Extract:
JSON Compaction Engines

Lockd ships with three drop-in JSON compactors. Select one with --json-util or the LOCKD_JSON_UTIL environment variable:

• lockd (default) – streaming writer tuned for multi-megabyte payloads.
• jsonv2 – tokenizer inspired by Go 1.25’s experimental JSONv2 runtime.
• stdlib – Go’s stock encoding/json.Compact helper for minimal dependencies.

Benchmarks on a 13th Gen Intel Core i7-1355U (Go 1.25.2):

Implementation	Small (~150B) ns/op (allocs)	Medium (~60KB) ns/op (allocs)	Large (~2MB) ns/op (allocs)
encoding/json	380 (1)	69,818 (1)	4,032,017 (1)
lockd	1,609 (5)	98,083 (20)	2,818,759 (26)
jsonv2	1,572 (5)	92,892 (16)	3,046,118 (23)

The default remains lockd, which provides the best throughput on large payloads — the primary lockd use-case — while jsonv2 or stdlib can be selected for small, latency-sensitive workloads. Re-run the suite locally with:

go test -bench=BenchmarkCompact -benchmem ./internal/jsonutil

Streaming State Updates & Payload Spooling

The client SDK now exposes streaming helpers so large JSON blobs no longer need to be buffered in memory. On the same 13th Gen Intel Core i7-1355U host:

Benchmark	ns/op	MB/s	B/op	allocs/op
BenchmarkClientGetBytes	707,158	370.72	1,218,417	131
BenchmarkClientGetStream	219,847	1,192.45	8,100	97
BenchmarkClientUpdateBytes	241,807	1,084.16	43,330	114
BenchmarkClientUpdateStream	402,225	651.74	9,759	122

Streaming reads cut allocations by ~150× and uploads by ~4.4×; throughput is a touch lower for uploads because the payload is generated on the fly, but avoids materialising entire documents in memory.

On the server side, lockd compacts JSON through an in-memory spool that spills to disk once a threshold is exceeded. By default up to 4 MiB of the request is kept in RAM. You can tune this via --payload-spool-mem / LOCKD_PAYLOAD_SPOOL_MEM / payload-spool-mem in the config file to trade memory for CPU (or vice versa).

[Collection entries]
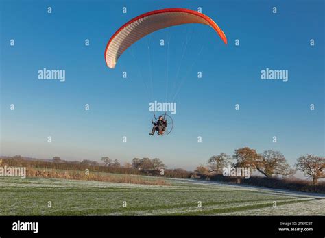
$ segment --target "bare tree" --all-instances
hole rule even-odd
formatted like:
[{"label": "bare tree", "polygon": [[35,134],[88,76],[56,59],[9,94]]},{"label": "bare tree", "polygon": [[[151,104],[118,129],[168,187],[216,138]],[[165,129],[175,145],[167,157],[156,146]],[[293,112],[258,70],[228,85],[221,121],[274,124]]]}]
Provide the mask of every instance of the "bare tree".
[{"label": "bare tree", "polygon": [[105,157],[101,157],[101,161],[105,164],[105,166],[111,166],[113,164],[113,161],[108,156]]},{"label": "bare tree", "polygon": [[212,156],[208,161],[208,166],[210,170],[220,174],[223,167],[226,166],[231,161],[229,155],[221,153],[218,155]]},{"label": "bare tree", "polygon": [[132,168],[136,170],[141,169],[140,168],[141,163],[140,159],[139,158],[134,158],[132,161]]},{"label": "bare tree", "polygon": [[112,167],[119,168],[121,167],[121,164],[119,163],[117,159],[114,160],[114,162],[112,165]]},{"label": "bare tree", "polygon": [[124,168],[132,168],[132,166],[131,163],[130,163],[129,162],[126,162],[124,163]]},{"label": "bare tree", "polygon": [[208,168],[202,164],[198,166],[194,172],[200,174],[208,174],[209,172]]},{"label": "bare tree", "polygon": [[281,153],[272,150],[265,150],[260,155],[256,168],[267,177],[271,177],[273,175],[288,176],[296,172],[295,170],[290,168]]},{"label": "bare tree", "polygon": [[256,150],[245,147],[234,150],[233,158],[237,161],[236,167],[249,167],[252,172],[256,170],[260,155],[256,153]]},{"label": "bare tree", "polygon": [[154,170],[160,170],[166,168],[166,166],[158,158],[152,159],[152,163]]},{"label": "bare tree", "polygon": [[325,158],[314,155],[306,155],[297,159],[296,168],[302,171],[304,176],[313,179],[313,184],[317,185],[318,179],[325,178]]},{"label": "bare tree", "polygon": [[152,170],[154,169],[154,166],[152,161],[149,158],[142,158],[140,160],[140,168],[141,170]]},{"label": "bare tree", "polygon": [[61,158],[60,158],[58,156],[55,156],[52,159],[53,163],[60,163],[61,162]]}]

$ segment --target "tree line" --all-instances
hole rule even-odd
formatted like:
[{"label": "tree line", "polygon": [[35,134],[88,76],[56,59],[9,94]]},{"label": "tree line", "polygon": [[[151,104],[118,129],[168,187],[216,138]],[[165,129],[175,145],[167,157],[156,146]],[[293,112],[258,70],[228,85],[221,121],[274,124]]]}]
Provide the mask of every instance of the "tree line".
[{"label": "tree line", "polygon": [[269,150],[258,154],[256,150],[248,147],[234,150],[232,157],[224,153],[213,155],[208,159],[207,166],[200,165],[195,172],[201,174],[211,172],[221,174],[223,168],[228,165],[234,168],[249,168],[251,173],[257,170],[267,178],[293,175],[297,170],[300,170],[305,176],[311,178],[313,185],[316,185],[320,178],[325,178],[324,157],[315,155],[302,155],[291,168],[279,151]]}]

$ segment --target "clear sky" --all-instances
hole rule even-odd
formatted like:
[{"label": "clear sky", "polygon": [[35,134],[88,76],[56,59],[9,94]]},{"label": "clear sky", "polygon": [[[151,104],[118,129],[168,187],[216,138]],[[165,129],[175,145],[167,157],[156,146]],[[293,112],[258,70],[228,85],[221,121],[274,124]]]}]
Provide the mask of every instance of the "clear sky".
[{"label": "clear sky", "polygon": [[[107,42],[128,21],[198,7],[228,45],[206,25],[173,27],[136,42],[114,70],[106,66]],[[324,156],[324,7],[323,1],[1,1],[0,155],[159,157],[190,170],[244,146],[279,150],[291,165],[302,155]],[[65,81],[39,80],[44,68],[65,70]],[[261,79],[266,68],[289,70],[288,81]],[[177,103],[167,136],[149,135],[154,100]]]}]

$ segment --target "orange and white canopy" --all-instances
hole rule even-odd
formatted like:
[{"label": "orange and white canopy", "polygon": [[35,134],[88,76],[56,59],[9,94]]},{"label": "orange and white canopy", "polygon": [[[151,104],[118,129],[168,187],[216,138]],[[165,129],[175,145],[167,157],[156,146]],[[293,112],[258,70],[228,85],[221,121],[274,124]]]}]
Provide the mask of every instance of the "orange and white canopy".
[{"label": "orange and white canopy", "polygon": [[225,44],[224,31],[208,16],[185,8],[166,8],[149,12],[130,20],[120,27],[108,41],[105,49],[107,66],[114,68],[122,53],[133,43],[152,32],[163,28],[188,23],[210,26]]}]

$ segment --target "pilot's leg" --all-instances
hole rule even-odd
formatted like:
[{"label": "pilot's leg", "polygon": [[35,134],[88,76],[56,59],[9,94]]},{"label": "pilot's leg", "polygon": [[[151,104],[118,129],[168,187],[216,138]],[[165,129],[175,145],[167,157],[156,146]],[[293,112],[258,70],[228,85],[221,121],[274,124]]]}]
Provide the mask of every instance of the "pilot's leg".
[{"label": "pilot's leg", "polygon": [[157,126],[152,127],[152,133],[150,133],[151,135],[154,135],[154,131],[156,131],[156,128],[157,128]]}]

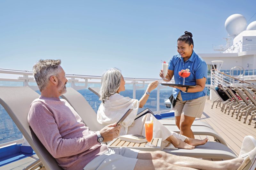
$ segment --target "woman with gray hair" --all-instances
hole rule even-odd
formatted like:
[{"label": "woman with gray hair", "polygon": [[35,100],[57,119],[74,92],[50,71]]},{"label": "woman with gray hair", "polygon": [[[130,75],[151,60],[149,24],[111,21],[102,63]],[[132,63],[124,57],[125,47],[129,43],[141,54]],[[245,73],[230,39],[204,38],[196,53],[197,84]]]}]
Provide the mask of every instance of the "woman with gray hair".
[{"label": "woman with gray hair", "polygon": [[144,122],[150,120],[154,125],[153,137],[163,139],[162,149],[192,149],[207,142],[207,138],[203,140],[195,139],[170,131],[151,114],[147,114],[135,120],[139,107],[143,107],[150,93],[157,87],[158,82],[156,81],[150,83],[140,100],[119,94],[125,90],[125,82],[121,71],[116,68],[111,68],[102,75],[100,92],[100,100],[102,102],[98,110],[97,120],[103,126],[117,122],[128,109],[131,108],[133,110],[121,125],[120,135],[139,134],[145,135]]}]

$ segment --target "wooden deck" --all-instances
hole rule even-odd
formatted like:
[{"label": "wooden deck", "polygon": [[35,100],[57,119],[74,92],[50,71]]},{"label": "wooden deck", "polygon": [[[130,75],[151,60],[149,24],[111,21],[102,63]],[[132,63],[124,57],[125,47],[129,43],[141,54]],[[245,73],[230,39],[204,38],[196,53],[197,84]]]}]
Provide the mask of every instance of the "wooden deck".
[{"label": "wooden deck", "polygon": [[[242,121],[238,121],[235,117],[231,117],[230,115],[228,115],[227,114],[222,112],[219,107],[216,108],[214,106],[213,109],[211,109],[212,104],[211,101],[207,100],[202,118],[196,120],[210,124],[226,141],[228,146],[238,156],[243,139],[245,136],[251,135],[256,139],[256,128],[254,128],[255,120],[253,120],[250,125],[248,125],[248,121],[246,124],[244,124],[243,119],[241,120]],[[195,136],[197,139],[203,139],[206,137],[210,141],[214,141],[212,136]],[[32,157],[28,157],[0,167],[0,170],[22,169],[37,158],[36,155]],[[217,159],[205,159],[212,161],[220,160]]]},{"label": "wooden deck", "polygon": [[[228,147],[238,156],[245,136],[251,135],[256,139],[256,128],[254,128],[255,120],[253,120],[251,125],[249,125],[248,118],[246,123],[244,123],[243,118],[239,121],[235,117],[231,117],[230,114],[224,114],[220,111],[219,107],[215,108],[215,104],[213,108],[211,109],[212,103],[211,100],[206,101],[201,118],[196,120],[209,123],[226,141]],[[213,137],[208,136],[198,135],[195,136],[195,138],[203,139],[206,136],[210,141],[214,141]]]}]

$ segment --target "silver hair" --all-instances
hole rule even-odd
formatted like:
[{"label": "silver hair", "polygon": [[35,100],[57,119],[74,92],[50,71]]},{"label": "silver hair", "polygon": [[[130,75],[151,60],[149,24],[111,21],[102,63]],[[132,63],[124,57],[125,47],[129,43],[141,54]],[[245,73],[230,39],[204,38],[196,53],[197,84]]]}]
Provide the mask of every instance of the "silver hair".
[{"label": "silver hair", "polygon": [[40,91],[48,84],[51,76],[58,77],[60,72],[60,60],[39,60],[33,66],[33,74]]},{"label": "silver hair", "polygon": [[101,76],[101,87],[100,100],[103,103],[109,97],[116,93],[121,83],[121,71],[116,68],[108,70]]}]

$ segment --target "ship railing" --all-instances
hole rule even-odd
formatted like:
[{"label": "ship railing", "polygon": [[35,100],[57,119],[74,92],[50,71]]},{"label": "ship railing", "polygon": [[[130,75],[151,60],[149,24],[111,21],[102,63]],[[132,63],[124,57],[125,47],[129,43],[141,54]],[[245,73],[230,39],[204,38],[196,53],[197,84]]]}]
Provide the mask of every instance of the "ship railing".
[{"label": "ship railing", "polygon": [[[33,76],[33,73],[32,72],[27,70],[0,68],[0,73],[1,73],[0,74],[0,75],[0,75],[0,86],[28,86],[35,91],[39,91],[38,87],[34,79]],[[66,85],[67,87],[71,87],[76,90],[87,89],[89,87],[100,88],[100,87],[101,77],[100,76],[67,74],[66,75],[66,77],[68,80],[68,81]],[[165,82],[161,79],[135,78],[124,78],[124,79],[125,81],[125,86],[126,89],[132,89],[132,96],[133,98],[134,99],[136,98],[136,90],[138,89],[146,90],[149,83],[155,81],[158,81],[159,84],[161,83]],[[171,83],[174,83],[174,81],[173,80],[172,80],[169,82]],[[158,86],[156,89],[154,90],[156,91],[156,97],[155,98],[151,99],[151,101],[153,102],[151,102],[152,104],[154,104],[155,105],[156,105],[156,108],[154,109],[155,111],[154,112],[154,113],[159,114],[161,112],[167,112],[170,111],[170,109],[168,110],[160,109],[160,90],[170,90],[170,93],[169,93],[169,91],[166,91],[168,92],[168,93],[169,94],[168,95],[169,95],[170,96],[171,93],[171,91],[170,91],[171,89],[168,86],[162,86],[160,85]],[[165,93],[167,94],[167,93]],[[166,98],[165,99],[168,99],[169,97],[169,96],[165,96],[165,97]],[[86,96],[84,96],[84,97],[86,98],[88,97]],[[138,97],[141,97],[140,96]],[[162,97],[161,96],[161,98],[162,98]],[[93,102],[92,103],[93,103]],[[161,104],[164,105],[165,106],[164,103],[162,103]],[[90,104],[92,107],[97,112],[96,110],[97,108],[96,107],[97,107],[97,104],[95,104],[94,106],[93,105],[94,104],[92,104],[91,102]],[[1,111],[1,110],[0,110],[0,112]],[[5,123],[6,122],[4,122],[4,123]],[[1,122],[0,122],[0,128],[1,126]],[[0,140],[1,140],[1,138],[0,137]],[[0,144],[0,148],[6,146],[8,145],[13,144],[14,143],[24,143],[26,142],[26,140],[23,137],[21,139],[18,139],[17,140],[15,139],[15,140],[13,141],[10,141],[7,143],[1,144]],[[0,143],[1,143],[1,142],[0,142]]]},{"label": "ship railing", "polygon": [[256,51],[256,44],[247,44],[239,47],[230,47],[224,53],[237,53],[244,51]]},{"label": "ship railing", "polygon": [[248,79],[245,81],[244,76],[238,77],[232,77],[224,73],[220,72],[216,69],[212,69],[211,70],[211,84],[217,87],[220,84],[225,87],[243,85],[245,86],[253,86],[254,85],[254,81],[252,80],[251,82],[248,82]]}]

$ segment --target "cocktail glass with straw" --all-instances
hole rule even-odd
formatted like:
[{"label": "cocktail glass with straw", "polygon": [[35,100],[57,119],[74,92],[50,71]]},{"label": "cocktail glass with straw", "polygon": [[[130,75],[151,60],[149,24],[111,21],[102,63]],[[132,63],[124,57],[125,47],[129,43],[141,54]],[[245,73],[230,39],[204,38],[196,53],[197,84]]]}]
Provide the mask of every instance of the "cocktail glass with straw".
[{"label": "cocktail glass with straw", "polygon": [[185,78],[188,77],[190,75],[190,72],[184,71],[179,72],[179,75],[181,77],[183,77],[183,85],[185,85]]},{"label": "cocktail glass with straw", "polygon": [[163,78],[163,79],[168,80],[167,79],[165,78],[165,77],[167,75],[167,73],[168,72],[168,63],[165,62],[165,61],[163,62],[162,68],[163,69],[163,74],[164,75],[164,77]]},{"label": "cocktail glass with straw", "polygon": [[148,143],[145,145],[145,147],[154,147],[154,145],[149,143],[153,138],[153,121],[145,121],[145,126],[146,139],[148,141]]}]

Instruction 1:
According to the lockd JSON documentation, are the following statements correct? (a) The default compactor is jsonv2. (b) By default, up to 4 MiB of a request is kept in RAM. (c) Streaming reads reduce allocations by about 150 times. For each, answer yes or no and quote the deciding words.
Instruction 2:
In the lockd JSON documentation, which environment variable selects the JSON compactor?
Instruction 3:
Continue the lockd JSON documentation from its final sentence.

Response 1:
(a) No: "The default remains lockd"
(b) Yes: "By default up to 4 MiB of the request is kept in RAM."
(c) Yes: "Streaming reads cut allocations by ~150×"

Response 2:
LOCKD_JSON_UTIL

Response 3:
Running the MinIO-backed benchmarks with the default threshold:

Benchmark	ns/op	MB/s	B/op	allocs/op
BenchmarkLockdLargeJSON	112,064,222	46.78	22,309,298	6,166
BenchmarkLockdLargeJSONStream	59,486,906	88.14	22,279,726	6,315
BenchmarkLockdSmallJSON	76,891,365	0.01	1,790,225	7,513
BenchmarkLockdSmallJSONStream	18,178,942	0.03	439,805	2,261

Large uploads still allocate heavily because the spool buffers the first 4 MiB before spilling to disk. Lowering the threshold (for example --payload-spool-mem=1MB) pushes more work onto disk IO, which may improve tail latency on constrained hosts. Small updates benefit significantly from streaming even with the default threshold. Choose a value that matches your workload and disk characteristics; the benchmarks above were gathered via:

set -a && source .env.local && set +a && go test -run=^$ -bench=BenchmarkClientGet -benchmem ./client
set -a && source .env.local && set +a && go test -run=^$ -bench=BenchmarkClientUpdate -benchmem ./client
set -a && source .env.local && set +a && go test -run='^$' -bench='BenchmarkLockd(LargeJSON|SmallJSON)' -benchmem ./integration/minio -tags "integration minio bench"

Example Use-cases

In addition to coordinating workflow checkpoints, lockd’s lease + atomic JSON model unlocks several other patterns once performance and durability goals are met:

• Feature flag shards – hold per-segment experiment state and atomically roll back under contention without adding a new datastore.
• Session handoff / sticky routing – track live client sessions across stateless edge workers using short leases and protobuf metadata blobs.
• IoT rollout controller – drive firmware or configuration rollouts where each device claims work and reports progress exactly once.
• Distributed cron / windowing – serialize recurring jobs (per key) so retries don’t overlap, while keeping per-run state directly in lockd.

Acquire-for-update is particularly useful for these scenarios because the state reader holds the lease while a worker inspects the JSON payload. Once it computes the next cursor it can call Update followed by Release, avoiding any race window between separate update and release calls.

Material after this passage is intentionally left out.